Referring expression data
=== Section Start ===
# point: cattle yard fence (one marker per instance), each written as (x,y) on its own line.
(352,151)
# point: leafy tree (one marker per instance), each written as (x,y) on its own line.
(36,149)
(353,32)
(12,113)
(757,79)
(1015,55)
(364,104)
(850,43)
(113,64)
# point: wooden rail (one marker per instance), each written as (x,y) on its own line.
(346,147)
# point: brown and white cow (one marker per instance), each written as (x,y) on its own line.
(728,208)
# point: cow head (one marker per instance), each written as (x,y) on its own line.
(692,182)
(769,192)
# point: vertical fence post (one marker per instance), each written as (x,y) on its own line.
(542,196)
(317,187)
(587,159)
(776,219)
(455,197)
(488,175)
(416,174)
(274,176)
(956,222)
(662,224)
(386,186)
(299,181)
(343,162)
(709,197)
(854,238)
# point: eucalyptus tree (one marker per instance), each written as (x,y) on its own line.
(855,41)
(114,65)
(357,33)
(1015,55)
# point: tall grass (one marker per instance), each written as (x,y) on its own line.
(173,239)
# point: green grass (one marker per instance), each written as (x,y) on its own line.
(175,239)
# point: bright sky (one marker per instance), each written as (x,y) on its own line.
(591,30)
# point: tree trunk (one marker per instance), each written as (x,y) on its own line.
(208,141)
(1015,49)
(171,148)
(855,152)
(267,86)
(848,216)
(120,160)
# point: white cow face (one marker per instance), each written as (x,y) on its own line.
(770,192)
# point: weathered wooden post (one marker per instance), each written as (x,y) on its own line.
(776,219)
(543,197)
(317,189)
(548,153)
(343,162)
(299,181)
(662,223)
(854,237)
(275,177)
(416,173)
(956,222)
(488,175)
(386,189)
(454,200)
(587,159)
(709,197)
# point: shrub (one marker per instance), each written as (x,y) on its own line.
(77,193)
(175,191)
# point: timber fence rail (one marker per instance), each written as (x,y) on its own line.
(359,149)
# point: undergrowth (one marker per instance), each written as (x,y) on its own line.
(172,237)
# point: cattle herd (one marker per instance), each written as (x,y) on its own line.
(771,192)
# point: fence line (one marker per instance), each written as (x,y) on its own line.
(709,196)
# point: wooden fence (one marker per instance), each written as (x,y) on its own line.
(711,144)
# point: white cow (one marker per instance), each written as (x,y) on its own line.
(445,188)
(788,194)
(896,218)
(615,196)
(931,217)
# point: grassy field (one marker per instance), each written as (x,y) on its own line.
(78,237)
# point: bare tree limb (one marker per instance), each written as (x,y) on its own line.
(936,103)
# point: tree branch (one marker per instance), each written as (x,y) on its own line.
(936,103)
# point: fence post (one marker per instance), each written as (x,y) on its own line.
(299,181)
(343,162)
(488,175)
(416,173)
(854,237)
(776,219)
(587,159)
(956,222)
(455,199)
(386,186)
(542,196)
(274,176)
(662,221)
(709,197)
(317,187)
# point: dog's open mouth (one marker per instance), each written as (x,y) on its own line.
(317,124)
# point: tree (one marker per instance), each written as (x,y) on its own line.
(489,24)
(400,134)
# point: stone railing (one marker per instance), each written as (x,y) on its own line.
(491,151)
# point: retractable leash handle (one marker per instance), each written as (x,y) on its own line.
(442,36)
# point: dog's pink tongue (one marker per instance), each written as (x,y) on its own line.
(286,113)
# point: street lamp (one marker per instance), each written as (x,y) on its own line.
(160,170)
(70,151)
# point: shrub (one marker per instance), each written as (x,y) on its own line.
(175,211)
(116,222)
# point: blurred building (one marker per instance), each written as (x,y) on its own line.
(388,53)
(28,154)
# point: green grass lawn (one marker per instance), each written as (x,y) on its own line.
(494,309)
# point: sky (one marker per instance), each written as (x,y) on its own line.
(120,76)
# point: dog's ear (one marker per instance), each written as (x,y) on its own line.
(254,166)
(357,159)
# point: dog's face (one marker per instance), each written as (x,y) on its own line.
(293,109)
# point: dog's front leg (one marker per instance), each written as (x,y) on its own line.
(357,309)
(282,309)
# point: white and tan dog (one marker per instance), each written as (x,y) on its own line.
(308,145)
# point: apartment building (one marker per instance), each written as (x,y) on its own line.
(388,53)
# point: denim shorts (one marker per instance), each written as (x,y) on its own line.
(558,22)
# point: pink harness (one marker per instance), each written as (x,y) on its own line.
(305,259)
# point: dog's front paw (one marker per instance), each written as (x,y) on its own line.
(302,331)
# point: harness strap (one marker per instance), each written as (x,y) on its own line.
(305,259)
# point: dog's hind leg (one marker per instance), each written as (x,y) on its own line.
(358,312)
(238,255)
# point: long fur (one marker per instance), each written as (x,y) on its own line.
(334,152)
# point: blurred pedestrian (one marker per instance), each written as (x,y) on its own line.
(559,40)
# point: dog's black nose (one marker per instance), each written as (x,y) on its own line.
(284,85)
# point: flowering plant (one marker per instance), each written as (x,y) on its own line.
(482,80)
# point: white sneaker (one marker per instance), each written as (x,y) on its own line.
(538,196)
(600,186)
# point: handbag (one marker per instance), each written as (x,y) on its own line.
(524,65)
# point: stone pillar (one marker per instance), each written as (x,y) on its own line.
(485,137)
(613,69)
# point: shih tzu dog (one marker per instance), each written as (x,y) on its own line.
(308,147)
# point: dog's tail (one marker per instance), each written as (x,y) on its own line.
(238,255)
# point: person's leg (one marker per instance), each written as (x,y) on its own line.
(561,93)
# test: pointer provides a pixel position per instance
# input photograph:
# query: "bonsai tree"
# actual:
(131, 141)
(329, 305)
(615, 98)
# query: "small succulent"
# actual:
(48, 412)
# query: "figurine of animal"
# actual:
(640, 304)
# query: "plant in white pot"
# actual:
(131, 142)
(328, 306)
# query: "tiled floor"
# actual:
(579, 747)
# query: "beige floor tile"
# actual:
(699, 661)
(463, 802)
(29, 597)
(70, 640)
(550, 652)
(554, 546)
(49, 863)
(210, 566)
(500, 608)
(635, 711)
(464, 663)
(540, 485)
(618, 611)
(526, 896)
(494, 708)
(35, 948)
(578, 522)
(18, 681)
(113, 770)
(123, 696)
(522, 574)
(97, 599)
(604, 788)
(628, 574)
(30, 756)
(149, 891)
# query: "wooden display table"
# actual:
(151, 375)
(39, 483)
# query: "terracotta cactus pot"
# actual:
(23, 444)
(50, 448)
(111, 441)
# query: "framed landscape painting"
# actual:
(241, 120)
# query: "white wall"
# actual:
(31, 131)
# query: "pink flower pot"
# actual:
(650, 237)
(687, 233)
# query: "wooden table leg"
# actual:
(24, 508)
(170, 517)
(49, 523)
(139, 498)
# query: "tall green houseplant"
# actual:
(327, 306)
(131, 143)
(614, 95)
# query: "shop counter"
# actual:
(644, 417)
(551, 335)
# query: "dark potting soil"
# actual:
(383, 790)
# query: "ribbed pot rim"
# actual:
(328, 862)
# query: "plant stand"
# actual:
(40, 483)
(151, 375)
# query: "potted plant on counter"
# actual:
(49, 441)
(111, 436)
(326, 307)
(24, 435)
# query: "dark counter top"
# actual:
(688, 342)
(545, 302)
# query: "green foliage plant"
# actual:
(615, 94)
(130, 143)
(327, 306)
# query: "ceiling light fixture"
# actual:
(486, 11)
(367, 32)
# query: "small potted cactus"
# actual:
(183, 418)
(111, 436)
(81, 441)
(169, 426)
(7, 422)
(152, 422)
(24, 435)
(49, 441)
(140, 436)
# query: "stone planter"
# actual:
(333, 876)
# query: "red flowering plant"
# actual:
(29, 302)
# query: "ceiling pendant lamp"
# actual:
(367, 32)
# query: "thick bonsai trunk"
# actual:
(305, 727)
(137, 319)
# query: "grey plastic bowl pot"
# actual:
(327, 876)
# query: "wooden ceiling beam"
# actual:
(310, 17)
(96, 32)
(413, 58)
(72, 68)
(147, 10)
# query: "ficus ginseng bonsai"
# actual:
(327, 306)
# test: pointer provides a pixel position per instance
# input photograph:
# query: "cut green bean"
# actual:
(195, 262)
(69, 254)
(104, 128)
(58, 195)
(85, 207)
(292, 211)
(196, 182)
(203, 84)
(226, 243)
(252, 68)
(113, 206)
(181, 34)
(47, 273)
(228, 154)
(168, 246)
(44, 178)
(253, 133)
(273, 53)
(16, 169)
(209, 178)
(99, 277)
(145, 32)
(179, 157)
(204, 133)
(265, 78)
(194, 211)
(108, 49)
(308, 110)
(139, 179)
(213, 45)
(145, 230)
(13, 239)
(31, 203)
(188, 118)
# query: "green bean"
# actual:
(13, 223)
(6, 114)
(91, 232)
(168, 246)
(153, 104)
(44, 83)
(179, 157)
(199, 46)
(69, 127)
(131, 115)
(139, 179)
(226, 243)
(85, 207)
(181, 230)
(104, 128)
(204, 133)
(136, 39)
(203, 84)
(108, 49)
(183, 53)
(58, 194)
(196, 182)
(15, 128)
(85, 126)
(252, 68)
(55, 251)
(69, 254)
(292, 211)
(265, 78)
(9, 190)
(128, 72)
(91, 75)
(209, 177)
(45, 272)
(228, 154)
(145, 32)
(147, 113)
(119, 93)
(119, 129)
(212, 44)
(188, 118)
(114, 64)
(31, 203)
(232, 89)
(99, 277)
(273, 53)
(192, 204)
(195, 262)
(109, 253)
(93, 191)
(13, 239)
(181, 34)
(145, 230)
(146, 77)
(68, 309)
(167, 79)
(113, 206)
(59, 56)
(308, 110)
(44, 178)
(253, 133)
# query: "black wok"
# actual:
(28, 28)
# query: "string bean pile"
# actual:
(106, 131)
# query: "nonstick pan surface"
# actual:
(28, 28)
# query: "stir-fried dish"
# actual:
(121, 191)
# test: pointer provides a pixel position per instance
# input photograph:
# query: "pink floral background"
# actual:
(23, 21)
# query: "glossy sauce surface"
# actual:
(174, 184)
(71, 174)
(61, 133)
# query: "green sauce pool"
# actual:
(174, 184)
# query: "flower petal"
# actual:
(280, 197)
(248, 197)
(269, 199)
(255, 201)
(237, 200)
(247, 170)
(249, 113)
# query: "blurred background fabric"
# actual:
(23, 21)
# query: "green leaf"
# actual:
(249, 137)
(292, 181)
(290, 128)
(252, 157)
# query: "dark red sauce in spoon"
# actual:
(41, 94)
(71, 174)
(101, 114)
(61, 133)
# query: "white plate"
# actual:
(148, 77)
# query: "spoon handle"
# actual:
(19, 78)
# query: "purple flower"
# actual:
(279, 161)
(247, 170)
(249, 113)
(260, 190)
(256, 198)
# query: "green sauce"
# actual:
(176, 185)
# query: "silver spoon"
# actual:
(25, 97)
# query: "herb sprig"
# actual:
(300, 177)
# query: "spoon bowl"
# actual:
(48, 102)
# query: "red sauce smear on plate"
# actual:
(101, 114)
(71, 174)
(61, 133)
=== Section End ===
Each line of the data that holds "potted" should be reported.

● **YOUR RESPONSE**
# query: "potted plant on counter"
# query: "small potted cactus"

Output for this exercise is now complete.